--- Begin ---

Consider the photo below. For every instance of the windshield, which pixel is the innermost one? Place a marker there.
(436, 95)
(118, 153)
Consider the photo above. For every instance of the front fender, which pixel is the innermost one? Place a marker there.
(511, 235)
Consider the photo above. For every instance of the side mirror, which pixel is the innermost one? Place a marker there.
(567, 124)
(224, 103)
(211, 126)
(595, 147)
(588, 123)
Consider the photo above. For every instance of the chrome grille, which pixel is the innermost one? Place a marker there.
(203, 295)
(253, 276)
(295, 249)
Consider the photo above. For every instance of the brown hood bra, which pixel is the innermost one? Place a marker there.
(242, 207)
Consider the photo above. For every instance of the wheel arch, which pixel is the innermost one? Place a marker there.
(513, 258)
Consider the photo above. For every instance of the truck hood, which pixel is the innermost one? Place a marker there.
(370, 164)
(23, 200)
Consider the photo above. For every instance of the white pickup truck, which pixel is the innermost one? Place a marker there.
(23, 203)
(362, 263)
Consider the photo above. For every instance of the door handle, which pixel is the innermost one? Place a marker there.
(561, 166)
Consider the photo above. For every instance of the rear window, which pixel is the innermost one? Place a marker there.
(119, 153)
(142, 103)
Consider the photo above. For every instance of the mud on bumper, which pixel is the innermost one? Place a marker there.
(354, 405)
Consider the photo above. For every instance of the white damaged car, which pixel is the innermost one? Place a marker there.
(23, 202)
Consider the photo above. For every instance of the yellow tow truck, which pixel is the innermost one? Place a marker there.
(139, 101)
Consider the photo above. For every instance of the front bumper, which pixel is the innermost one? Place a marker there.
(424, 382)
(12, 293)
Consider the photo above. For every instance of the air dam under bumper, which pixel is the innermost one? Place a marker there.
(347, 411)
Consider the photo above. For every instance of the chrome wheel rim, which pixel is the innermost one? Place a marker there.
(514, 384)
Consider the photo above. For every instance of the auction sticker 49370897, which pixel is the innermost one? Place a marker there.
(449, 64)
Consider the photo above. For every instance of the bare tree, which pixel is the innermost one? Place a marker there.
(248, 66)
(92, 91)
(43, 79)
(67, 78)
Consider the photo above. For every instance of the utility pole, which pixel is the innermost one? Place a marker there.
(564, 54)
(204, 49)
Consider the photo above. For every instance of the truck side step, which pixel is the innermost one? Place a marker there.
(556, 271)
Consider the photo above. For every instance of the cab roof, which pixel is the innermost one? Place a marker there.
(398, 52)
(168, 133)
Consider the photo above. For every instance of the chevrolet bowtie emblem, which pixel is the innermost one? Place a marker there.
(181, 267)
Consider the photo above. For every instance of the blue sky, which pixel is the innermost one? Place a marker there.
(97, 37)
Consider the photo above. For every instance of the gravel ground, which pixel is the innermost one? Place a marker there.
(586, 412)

--- End ---
--- Begin ---

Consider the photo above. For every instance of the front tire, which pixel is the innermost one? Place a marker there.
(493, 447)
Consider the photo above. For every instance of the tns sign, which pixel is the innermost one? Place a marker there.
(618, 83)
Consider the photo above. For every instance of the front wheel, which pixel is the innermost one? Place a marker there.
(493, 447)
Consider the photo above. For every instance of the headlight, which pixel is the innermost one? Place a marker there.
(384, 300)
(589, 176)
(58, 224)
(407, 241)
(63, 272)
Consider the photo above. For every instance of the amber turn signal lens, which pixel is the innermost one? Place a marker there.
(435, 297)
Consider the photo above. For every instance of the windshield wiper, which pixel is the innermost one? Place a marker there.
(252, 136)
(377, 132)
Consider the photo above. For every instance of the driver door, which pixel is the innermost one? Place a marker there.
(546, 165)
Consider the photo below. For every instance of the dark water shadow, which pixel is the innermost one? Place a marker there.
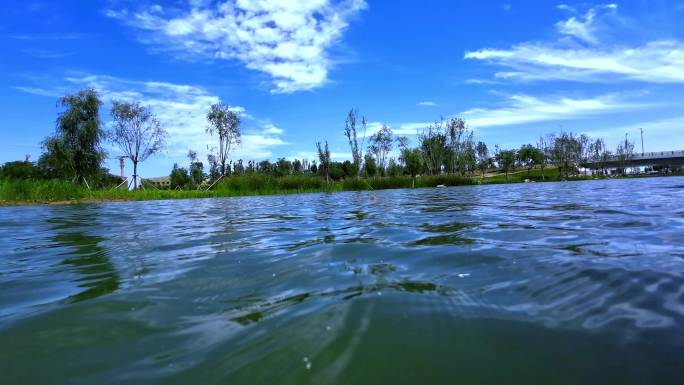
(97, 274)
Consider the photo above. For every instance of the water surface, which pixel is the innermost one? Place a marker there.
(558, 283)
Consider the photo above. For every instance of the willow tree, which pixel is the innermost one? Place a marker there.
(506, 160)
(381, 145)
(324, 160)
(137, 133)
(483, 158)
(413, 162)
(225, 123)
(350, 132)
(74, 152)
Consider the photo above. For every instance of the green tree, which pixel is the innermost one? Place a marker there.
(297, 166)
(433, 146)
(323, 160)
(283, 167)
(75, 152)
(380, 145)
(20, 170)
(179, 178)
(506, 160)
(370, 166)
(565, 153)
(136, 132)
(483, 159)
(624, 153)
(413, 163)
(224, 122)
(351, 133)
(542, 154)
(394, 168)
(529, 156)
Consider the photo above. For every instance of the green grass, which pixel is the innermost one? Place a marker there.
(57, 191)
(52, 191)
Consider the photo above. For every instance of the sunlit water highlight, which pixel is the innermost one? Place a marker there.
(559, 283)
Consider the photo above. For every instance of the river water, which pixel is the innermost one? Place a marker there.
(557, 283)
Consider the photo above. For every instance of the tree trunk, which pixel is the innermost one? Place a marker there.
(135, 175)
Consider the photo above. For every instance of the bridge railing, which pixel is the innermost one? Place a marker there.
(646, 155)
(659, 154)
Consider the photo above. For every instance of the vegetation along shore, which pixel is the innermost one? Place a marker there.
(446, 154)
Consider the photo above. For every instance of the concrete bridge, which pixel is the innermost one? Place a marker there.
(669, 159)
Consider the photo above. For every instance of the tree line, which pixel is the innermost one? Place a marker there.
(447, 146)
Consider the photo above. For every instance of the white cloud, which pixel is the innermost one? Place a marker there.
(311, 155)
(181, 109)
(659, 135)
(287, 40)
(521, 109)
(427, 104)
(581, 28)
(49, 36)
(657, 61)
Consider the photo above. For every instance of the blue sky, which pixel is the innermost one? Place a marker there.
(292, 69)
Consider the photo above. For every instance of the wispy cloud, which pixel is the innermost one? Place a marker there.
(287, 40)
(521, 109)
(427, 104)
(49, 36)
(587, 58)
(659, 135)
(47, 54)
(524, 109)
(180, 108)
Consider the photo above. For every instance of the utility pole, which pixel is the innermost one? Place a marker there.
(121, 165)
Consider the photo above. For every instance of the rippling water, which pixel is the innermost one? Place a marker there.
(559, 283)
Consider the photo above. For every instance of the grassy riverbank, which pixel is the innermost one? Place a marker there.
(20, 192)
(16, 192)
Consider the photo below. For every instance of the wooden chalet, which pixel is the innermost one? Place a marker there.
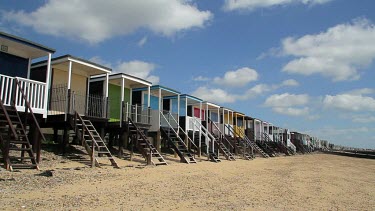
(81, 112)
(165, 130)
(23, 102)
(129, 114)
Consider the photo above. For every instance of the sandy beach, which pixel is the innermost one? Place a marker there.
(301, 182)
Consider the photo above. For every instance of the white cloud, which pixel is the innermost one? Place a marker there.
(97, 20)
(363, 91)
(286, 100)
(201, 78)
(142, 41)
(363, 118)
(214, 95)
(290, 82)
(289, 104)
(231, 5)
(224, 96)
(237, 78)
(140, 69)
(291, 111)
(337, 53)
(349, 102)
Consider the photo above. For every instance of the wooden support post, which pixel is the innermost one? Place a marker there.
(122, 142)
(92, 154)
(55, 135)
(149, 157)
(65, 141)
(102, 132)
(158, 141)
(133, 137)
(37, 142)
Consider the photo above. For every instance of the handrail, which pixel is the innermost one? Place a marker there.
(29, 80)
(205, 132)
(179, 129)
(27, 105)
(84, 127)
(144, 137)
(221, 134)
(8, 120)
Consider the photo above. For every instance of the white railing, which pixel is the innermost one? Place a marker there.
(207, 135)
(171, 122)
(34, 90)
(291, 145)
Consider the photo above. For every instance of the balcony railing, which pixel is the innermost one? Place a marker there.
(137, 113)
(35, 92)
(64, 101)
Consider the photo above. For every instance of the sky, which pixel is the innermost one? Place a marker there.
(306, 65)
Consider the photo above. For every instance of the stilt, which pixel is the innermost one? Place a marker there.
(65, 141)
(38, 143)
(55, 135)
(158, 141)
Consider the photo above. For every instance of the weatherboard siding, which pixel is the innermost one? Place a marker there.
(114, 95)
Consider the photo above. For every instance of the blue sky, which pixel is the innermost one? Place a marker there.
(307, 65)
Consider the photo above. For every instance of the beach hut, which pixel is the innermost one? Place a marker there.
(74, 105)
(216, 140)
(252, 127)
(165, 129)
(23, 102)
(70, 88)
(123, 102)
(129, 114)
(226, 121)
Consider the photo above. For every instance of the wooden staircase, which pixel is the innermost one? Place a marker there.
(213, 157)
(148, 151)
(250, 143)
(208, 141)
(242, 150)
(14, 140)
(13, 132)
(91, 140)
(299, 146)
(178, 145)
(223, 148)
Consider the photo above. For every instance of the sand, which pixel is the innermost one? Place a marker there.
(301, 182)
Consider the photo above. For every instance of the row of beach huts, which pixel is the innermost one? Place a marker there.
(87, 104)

--- End ---

§ The task:
Which rows above contain the string "hood"? Locate each one and copy it out in full.

§ Complete answer:
Consider the photo above. For every instance of the brown hood bra, which pixel is the innermost one? Place a marker there.
Consider the photo above. For every instance of the truck hood, which pixel is the innermost one? Place a marker there.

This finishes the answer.